Below are some records; return each one exactly as written.

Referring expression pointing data
※

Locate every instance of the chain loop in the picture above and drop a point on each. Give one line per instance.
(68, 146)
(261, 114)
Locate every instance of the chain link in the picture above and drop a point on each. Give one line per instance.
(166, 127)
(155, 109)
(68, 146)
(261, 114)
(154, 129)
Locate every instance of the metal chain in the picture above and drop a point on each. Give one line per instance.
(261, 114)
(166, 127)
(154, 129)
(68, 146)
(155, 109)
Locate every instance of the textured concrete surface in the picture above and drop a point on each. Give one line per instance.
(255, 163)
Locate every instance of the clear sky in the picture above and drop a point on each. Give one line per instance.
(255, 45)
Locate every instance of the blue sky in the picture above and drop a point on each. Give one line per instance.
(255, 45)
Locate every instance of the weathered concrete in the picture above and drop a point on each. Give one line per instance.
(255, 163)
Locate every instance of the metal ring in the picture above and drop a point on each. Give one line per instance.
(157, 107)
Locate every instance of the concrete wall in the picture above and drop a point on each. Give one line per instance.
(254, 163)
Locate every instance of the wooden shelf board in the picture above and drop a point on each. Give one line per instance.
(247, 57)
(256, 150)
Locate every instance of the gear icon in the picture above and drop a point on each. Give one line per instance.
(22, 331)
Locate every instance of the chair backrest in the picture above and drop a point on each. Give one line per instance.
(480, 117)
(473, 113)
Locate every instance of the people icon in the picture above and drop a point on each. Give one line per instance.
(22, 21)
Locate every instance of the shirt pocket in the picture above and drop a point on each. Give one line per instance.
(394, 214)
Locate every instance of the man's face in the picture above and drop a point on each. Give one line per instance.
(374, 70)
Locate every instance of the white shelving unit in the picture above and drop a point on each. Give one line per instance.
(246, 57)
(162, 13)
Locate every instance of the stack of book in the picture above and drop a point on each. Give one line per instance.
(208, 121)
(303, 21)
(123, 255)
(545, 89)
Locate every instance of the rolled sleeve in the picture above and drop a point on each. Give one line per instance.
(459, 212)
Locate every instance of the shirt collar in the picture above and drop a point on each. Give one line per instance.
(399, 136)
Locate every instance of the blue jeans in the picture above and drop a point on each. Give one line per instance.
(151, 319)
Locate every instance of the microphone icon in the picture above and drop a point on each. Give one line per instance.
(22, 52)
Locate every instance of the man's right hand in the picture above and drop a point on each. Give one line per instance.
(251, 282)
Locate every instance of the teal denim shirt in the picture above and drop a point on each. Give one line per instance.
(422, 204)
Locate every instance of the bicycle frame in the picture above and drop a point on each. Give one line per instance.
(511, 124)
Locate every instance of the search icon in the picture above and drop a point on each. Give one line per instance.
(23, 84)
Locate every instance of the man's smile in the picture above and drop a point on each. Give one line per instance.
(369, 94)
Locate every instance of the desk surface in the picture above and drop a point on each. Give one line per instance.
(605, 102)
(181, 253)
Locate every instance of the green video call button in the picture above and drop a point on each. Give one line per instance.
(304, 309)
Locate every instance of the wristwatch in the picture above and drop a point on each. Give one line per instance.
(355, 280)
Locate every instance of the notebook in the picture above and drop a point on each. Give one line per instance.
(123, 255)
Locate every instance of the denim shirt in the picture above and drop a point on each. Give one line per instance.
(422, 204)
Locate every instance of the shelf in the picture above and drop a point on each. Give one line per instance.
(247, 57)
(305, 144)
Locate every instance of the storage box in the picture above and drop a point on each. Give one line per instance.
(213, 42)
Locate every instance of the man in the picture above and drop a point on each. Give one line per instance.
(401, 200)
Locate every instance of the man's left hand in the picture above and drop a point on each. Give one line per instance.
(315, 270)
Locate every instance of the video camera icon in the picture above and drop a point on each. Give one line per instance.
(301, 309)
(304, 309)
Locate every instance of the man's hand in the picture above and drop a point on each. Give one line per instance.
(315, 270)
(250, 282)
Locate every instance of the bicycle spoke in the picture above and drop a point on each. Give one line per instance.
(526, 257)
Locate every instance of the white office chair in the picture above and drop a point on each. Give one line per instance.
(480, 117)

※

ANSWER BOX
Locate every instance of the chain loop in the picture above and drop a point on each. Give one line per instance.
(68, 146)
(261, 114)
Locate every instance of the chain link in the picture above and drop a point on each. Give one line per instance.
(166, 127)
(155, 109)
(68, 146)
(261, 114)
(154, 129)
Locate every instance of the metal chain in the picture above and drop a point on each. Give one line per instance.
(261, 114)
(166, 127)
(154, 129)
(68, 146)
(155, 109)
Locate every instance of the textured concrete surface in the picture above and drop a point on each. Give one line per instance.
(255, 163)
Locate every instance of the clear sky in the picture above and drop a point on each. Give one line per instance.
(255, 45)
Locate every instance of the blue sky in the picture above and drop a point on each. Give one line per instance.
(255, 45)
Locate every instance of the weathered concrete in the picture above and drop a point on each. Give one line per instance.
(255, 163)
Locate every instance of the metal ring in the picture above and drop a point on each. Give one line per instance.
(157, 107)
Locate every instance of the concrete wall in the picture above and drop a point on each. Give one line per instance.
(254, 163)
Locate every instance of the wooden shelf board in the picture above and drop a point on each. Give one line per instance.
(247, 57)
(256, 150)
Locate every instance of the gear icon in the picture above and drop a point on each. Give one line per instance.
(22, 331)
Locate every instance of the chair backrest in the picture above and drop a point on each. Give one line per instance.
(480, 117)
(473, 113)
Locate every instance of the people icon in the picture above and drop a point on each. Give one line per instance.
(22, 21)
Locate every instance of the shirt pocket in the picture above and drop a point on each. Give one line per instance.
(394, 214)
Locate every instance of the man's face in the picture above and drop a point on each. Give one line per instance.
(374, 70)
Locate every instance of the white shelving unit in the picture above and drop a point on each. Give one line per instance.
(246, 57)
(162, 13)
Locate every instance of the stack of book in the picture above and drop a point on each. Give one line per instance.
(208, 121)
(303, 21)
(123, 255)
(545, 89)
Locate every instance of the rolled sleeve in the picture above and drop a point on each. Give one line per instance.
(459, 212)
Locate every instance of the shirt collar in the picture above and drop a point on each. Give one line per instance.
(399, 136)
Locate every instance of the blue jeans in the picture above and drop a point on each. Give one line per instance.
(151, 319)
Locate every instance of the microphone icon in the picture above and drop a point on each. Give one line per instance.
(22, 52)
Locate every instance of the man's right hand in the picture above and drop a point on each. Give one line per instance.
(251, 282)
Locate every instance of the teal denim shirt in the picture above and drop a point on each. Give one line per instance.
(422, 204)
Locate every instance of the bicycle frame in the picture above and drop a point on each. Give one line per instance.
(511, 124)
Locate every instance of the search icon in the picture above and drop a point on each. Give one line per instance.
(23, 84)
Locate every instance of the man's smile in the picture above and drop a point on each. Give one line per instance.
(369, 94)
Locate every instance of the desk surface in the picture above and drop a point on each. Give one line per instance.
(605, 102)
(181, 253)
Locate every instance of the green video call button in the picture above and drop a point on each. Give one line per instance.
(304, 309)
Locate every instance of the wristwatch in the picture above and drop a point on each. Give one line per instance.
(355, 280)
Locate every instance of the notebook in the picture above and drop a point on each. Give one line per instance.
(123, 255)
Locate every instance of the denim shirt in the picture above and drop a point on each. Give one line per instance.
(422, 204)
Locate every instance of the shelf in the picture above and drop a point on each. Give one line per instance.
(247, 57)
(305, 144)
Locate every instance of the storage box in the picture above and drop a point on each. Give one line per instance.
(213, 42)
Locate every instance of the man in the picture above and drop a point on each. Give one line per instance.
(401, 200)
Locate every instance of the man's left hand in the picture above and drop a point on each. Give one line per instance.
(315, 270)
Locate every instance of the video camera icon in the picture above and drop a point on each. Give one line per instance.
(301, 309)
(304, 309)
Locate every instance of the man's hand in the picture above and drop a point on each. Give one line per instance.
(315, 270)
(250, 282)
Locate every instance of the bicycle spoke in the picture above and drop a point on each. Give one line per instance.
(526, 257)
Locate every instance of the white office chair in the picture above and drop a point on each. Give one line per instance.
(480, 117)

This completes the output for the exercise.